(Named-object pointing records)

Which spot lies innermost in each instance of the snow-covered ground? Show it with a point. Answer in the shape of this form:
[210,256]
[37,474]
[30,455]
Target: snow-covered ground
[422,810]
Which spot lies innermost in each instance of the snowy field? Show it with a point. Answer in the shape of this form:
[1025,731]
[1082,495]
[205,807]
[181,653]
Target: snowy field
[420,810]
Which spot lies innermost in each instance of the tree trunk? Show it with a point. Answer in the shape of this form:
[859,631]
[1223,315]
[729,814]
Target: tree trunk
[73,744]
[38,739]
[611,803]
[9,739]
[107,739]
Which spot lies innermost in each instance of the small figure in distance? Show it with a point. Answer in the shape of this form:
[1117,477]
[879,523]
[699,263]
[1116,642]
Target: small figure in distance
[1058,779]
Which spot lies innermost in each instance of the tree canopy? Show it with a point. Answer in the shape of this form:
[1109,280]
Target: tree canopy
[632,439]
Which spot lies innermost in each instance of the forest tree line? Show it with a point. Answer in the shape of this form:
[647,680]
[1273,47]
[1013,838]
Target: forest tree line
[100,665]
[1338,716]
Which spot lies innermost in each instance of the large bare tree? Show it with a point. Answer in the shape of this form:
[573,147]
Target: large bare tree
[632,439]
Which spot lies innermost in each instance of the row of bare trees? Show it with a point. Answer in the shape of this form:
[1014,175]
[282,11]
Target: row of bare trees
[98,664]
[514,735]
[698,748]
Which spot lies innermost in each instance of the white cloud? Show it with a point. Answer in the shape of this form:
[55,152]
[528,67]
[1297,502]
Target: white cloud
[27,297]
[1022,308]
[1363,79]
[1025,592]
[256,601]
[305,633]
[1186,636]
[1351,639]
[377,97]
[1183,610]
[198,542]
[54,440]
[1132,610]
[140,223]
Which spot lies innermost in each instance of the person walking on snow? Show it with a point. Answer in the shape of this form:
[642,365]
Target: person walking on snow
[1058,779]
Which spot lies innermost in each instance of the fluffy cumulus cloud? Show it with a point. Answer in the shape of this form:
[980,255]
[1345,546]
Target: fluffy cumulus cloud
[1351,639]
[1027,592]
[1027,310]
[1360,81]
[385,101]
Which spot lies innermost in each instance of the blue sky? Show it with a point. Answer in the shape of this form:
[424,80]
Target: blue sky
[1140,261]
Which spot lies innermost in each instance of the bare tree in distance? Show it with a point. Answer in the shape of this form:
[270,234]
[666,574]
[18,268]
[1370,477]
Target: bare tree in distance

Goal
Copy out every line from the one containing "Which spot lies innermost in each instance of the large" through the end of the records, requests included, and increase each coordinate in the answers by 72.

Output
Which spot lies innermost in each instance of the large bare tree? Show it with a point. Answer in the shape of this form:
[573,147]
Target: large bare tree
[704,511]
Which spot lies innermost in each instance of the row of bare trees? Show it with a point. Answer in the shape of this form:
[1014,175]
[282,11]
Target: row of bare trees
[170,736]
[586,807]
[770,820]
Which spot lies innermost in each instance of the white cloud? Show it with a point. Answer in the shape of this form:
[55,152]
[528,67]
[1297,502]
Target: white cloud
[99,369]
[1094,380]
[1435,151]
[1097,664]
[328,673]
[377,705]
[1258,708]
[1423,711]
[449,169]
[1255,682]
[270,614]
[126,512]
[1204,682]
[212,295]
Which spot lies innermost in each instance of the person walking on snow? Show it with a point. Answer in the shape of this form:
[642,365]
Target: person walking on snow
[1130,851]
Which spot lies innermost in each instance of the fluffy cumulus cloud? Show it with a point. Answer in the shape of this form:
[980,255]
[1345,546]
Target: fluffy cumulus cloud
[1423,711]
[1099,664]
[1099,382]
[1432,153]
[457,173]
Which spot lies innermost in each instance of the blue sky? Show it with a point. Answer in the shape of this form:
[424,80]
Target: blue sky
[1212,333]
Which spot lies innermost in each instance of the bare tree in distance? Show it with a point. Answer in the shape of this form:
[270,234]
[666,574]
[18,268]
[1370,477]
Target: bare tree in distance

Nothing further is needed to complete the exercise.